Work to be completed: Restate, word for word and with nothing added, the lines from the one containing "Target: flower bouquet" through the last line of the material below.

Provided records:
* * * * * * *

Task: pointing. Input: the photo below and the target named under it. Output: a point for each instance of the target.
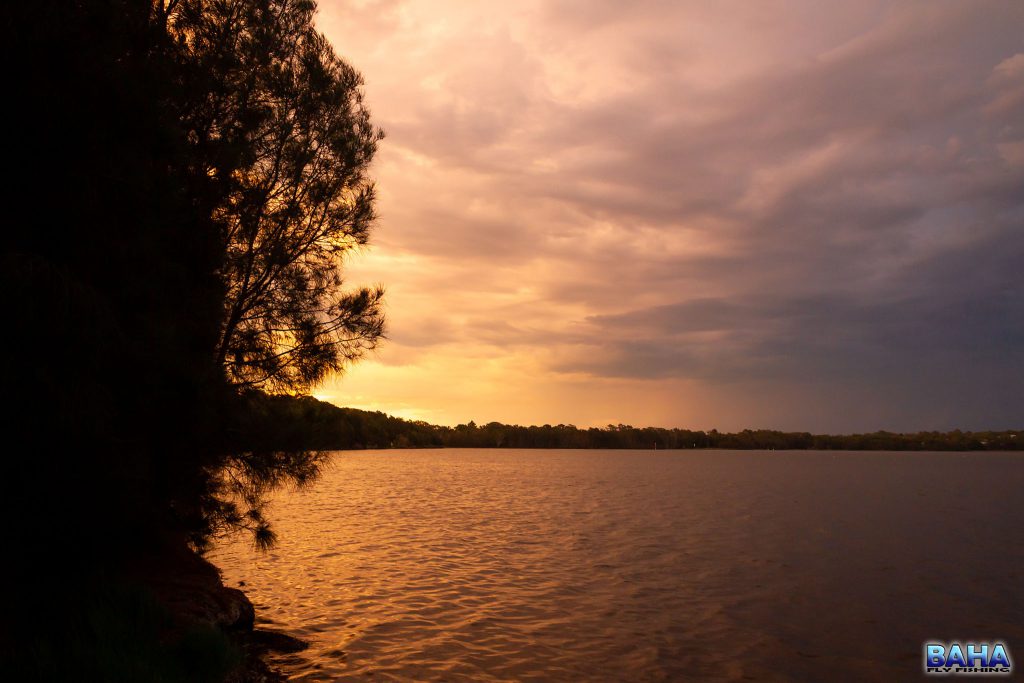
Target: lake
(640, 565)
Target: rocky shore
(192, 590)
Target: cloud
(714, 198)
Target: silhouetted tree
(275, 121)
(278, 120)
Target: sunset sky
(793, 215)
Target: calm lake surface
(639, 565)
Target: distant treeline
(306, 422)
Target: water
(470, 564)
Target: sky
(791, 215)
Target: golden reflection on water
(466, 564)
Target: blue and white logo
(967, 657)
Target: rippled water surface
(466, 564)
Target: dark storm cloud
(736, 194)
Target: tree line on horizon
(185, 179)
(307, 422)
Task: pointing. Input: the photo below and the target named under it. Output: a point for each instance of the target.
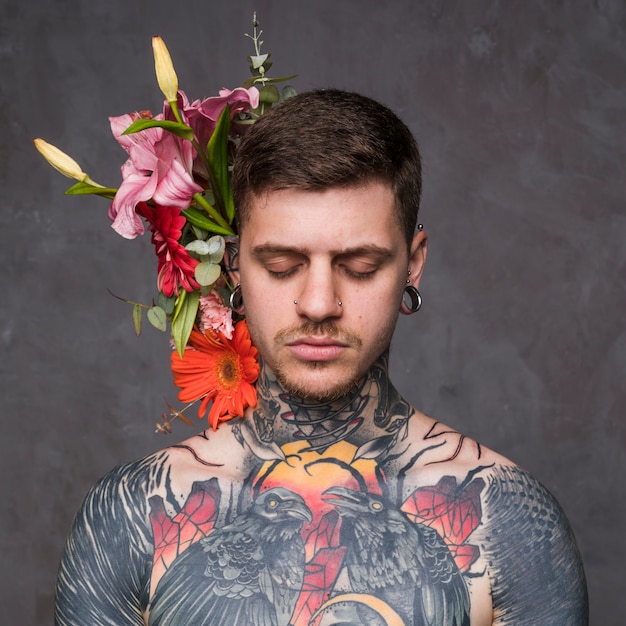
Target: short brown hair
(329, 138)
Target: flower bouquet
(176, 181)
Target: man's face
(301, 254)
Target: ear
(417, 260)
(417, 257)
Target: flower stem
(200, 199)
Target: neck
(371, 408)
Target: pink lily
(158, 168)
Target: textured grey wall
(520, 111)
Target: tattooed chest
(316, 538)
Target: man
(333, 501)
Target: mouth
(316, 348)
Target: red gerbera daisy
(218, 370)
(176, 267)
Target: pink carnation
(214, 315)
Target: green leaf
(217, 152)
(137, 318)
(184, 318)
(157, 317)
(166, 303)
(288, 92)
(257, 60)
(249, 82)
(200, 219)
(269, 94)
(217, 247)
(176, 128)
(207, 273)
(198, 246)
(81, 188)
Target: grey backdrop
(519, 109)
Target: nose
(318, 299)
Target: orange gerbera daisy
(218, 370)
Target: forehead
(349, 215)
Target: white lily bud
(166, 76)
(61, 162)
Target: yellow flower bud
(59, 160)
(62, 162)
(166, 76)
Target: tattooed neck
(371, 405)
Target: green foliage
(183, 318)
(80, 189)
(217, 152)
(157, 317)
(180, 130)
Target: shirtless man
(333, 501)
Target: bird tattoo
(406, 564)
(247, 573)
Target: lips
(316, 348)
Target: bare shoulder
(502, 525)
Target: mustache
(322, 329)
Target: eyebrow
(269, 249)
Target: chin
(312, 386)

* * * * * * *

Answer to this task:
Target: flower bouquet
(176, 181)
Target: man's face
(301, 254)
Target: ear
(417, 260)
(417, 257)
Target: flower stem
(200, 199)
Target: neck
(371, 408)
Target: pink lily
(158, 168)
Target: textured grey wall
(520, 111)
Target: tattooed chest
(316, 538)
Target: man
(333, 501)
Target: mouth
(316, 348)
Target: red gerbera daisy
(218, 370)
(176, 267)
Target: pink carnation
(214, 315)
Target: green leaf
(217, 152)
(137, 318)
(184, 318)
(157, 317)
(166, 303)
(288, 92)
(257, 60)
(249, 82)
(200, 219)
(269, 94)
(217, 247)
(176, 128)
(207, 273)
(198, 246)
(81, 188)
Target: grey backdrop
(519, 109)
Target: nose
(318, 299)
Target: orange gerbera daisy
(218, 370)
Target: forehead
(349, 215)
Target: white lily bud
(166, 76)
(61, 162)
Target: yellow flower bud
(59, 160)
(62, 162)
(166, 76)
Target: tattooed neck
(371, 405)
Target: green foliage
(183, 318)
(80, 189)
(217, 152)
(157, 317)
(180, 130)
Target: shirtless man
(333, 501)
Target: bird tattoo
(406, 564)
(247, 573)
Target: lips
(316, 348)
Target: bare shoulder
(502, 525)
Target: mustache
(322, 329)
Target: eyebrow
(269, 249)
Target: chin
(312, 386)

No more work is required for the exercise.